**Texto de la página**:
---*---
El 18 de octubre de 2019 ha ido adquiriendo el peso de un hito histórico, cuyo movimiento aún no resuelve: su naturaleza, definición, causas y objetivos permanecen en las sombras, y la proyección de sus efectos, patentes hasta la fecha, es incierta.
Los nombres surgidos con vistas a su determinación han sido insuficientes, y hasta impropios, sobre todo en el caso del término “estallido social”.
Entre sus connotaciones y asociaciones, parecen predominar las que se refieren a un acontecer inesperado. Según el Diccionario de la RAE, “estallar” significa “sobrevenir, ocurrir violentamente”. Dicho de una cosa, significa “henderse o reventar de golpe, con chasquido o estruendo”.
Por otro lado, “sobrevenir” significa “suceder o acaecer, generalmente de forma repentina”. Y “reventar”, dicho de una cosa, significa “abrirse por no poder soportar la presión interior”, y “brotar, nacer o salir con ímpetu”.
“Estallido social” sigue reafirmando su pretendido carácter libertario, espontáneo y repentino de “acontecimiento sin causa”; esto es, sin sujeto, ni cálculo, ni autores intelectuales, ni responsables directos de los efectos de esa violencia colectiva ejercida a mansalva, a gran escala, y continuada por imitación. Por lo demás, contó con una adhesión masiva y transversal, cuyo espíritu no se ha extinguido.
Asimismo, ciertos usos de los términos “revuelta popular”, “rebelión” o “insurrección”, han buscado legitimar ideológicamente, aun en el mundo académico, esa violencia colectiva sin rostro, apelando a una supuesta soberanía popular, con vistas al cumplimiento de la revolución truncada en 1973, como si el tiempo no hubiese transcurrido.
Pero los hechos iniciales no fueron espontáneos, ni sus efectos accidentales o transitorios: la quema del Metro no fue un acto carnavalesco, ni primaveral, sino una operación que debió contar con una organización y recursos.
Esa barbarie fue el inicio de una asonada; esto es, una “reunión tumultuaria y violenta para conseguir algún fin, por lo común político”, incluso de carácter golpista. Sin embargo, tanto la identidad de sus agentes como la naturaleza de tal destrucción y sus consecuencias continúan siendo desconocidas. No obstante, aunque impreciso e insuficiente, el término “asonada” describe algo mejor lo ocurrido, en cuando a su premeditación.
---*---
(Listado de datos guardados)
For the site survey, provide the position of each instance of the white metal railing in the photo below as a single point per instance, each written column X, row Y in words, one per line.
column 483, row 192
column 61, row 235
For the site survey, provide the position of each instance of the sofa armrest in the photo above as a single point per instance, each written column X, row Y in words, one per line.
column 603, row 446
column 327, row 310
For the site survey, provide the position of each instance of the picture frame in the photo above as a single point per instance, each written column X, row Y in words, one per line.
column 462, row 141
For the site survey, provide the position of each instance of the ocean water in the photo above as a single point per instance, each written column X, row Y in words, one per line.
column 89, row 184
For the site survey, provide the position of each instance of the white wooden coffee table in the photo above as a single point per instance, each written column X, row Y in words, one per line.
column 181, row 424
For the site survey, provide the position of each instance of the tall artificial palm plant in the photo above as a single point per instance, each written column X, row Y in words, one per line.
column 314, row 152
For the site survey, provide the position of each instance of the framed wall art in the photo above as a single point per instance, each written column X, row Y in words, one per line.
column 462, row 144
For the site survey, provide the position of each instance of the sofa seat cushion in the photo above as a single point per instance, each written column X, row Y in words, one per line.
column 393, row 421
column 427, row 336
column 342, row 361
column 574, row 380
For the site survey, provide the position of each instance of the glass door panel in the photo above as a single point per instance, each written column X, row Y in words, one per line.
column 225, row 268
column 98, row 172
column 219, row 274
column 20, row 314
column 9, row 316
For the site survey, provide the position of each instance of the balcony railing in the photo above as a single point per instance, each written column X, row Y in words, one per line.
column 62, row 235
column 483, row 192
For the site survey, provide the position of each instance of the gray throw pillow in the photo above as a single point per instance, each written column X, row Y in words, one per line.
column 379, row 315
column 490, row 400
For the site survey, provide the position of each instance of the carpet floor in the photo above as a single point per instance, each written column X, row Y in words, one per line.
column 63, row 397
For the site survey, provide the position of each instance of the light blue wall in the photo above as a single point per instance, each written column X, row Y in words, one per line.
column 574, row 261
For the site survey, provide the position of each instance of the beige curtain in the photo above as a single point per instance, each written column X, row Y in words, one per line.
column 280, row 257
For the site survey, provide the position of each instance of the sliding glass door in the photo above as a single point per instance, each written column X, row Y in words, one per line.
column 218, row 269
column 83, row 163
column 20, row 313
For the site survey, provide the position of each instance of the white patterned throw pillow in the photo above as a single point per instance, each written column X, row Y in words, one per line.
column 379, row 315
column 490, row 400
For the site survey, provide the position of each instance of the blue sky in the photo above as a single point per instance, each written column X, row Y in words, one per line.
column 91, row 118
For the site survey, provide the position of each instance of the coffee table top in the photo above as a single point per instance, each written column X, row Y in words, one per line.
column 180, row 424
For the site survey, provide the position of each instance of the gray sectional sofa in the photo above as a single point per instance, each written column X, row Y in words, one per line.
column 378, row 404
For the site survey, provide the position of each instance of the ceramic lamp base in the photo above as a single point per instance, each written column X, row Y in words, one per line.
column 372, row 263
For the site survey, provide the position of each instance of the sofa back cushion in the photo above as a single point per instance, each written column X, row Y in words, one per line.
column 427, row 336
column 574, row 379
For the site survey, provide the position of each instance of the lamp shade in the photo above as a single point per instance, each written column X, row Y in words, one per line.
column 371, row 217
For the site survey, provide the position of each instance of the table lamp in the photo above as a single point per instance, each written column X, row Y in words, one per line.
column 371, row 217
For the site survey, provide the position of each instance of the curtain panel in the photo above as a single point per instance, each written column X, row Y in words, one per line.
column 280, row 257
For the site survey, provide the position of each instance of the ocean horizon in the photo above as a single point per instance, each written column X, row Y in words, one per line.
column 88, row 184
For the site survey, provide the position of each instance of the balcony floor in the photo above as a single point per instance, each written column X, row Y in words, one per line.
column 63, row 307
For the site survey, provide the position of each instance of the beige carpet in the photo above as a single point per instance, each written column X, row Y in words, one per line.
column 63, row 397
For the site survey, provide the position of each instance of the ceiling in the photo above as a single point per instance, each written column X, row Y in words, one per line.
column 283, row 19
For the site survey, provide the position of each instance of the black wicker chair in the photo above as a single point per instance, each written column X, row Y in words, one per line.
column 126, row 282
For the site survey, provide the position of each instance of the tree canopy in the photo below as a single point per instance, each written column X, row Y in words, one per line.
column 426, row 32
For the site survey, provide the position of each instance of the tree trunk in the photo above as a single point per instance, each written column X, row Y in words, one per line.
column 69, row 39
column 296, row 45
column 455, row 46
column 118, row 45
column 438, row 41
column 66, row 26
---*---
**Consigna**:
Cita sin cambios el pasaje del texto sobre el 18 de octubre de 2019 que va desde "Pero los hechos" hasta "organización y recursos.". El listado es material aparte, independiente del texto de la página.

**Respuesta**:
Pero los hechos iniciales no fueron espontáneos, ni sus efectos accidentales o transitorios: la quema del Metro no fue un acto carnavalesco, ni primaveral, sino una operación que debió contar con una organización y recursos.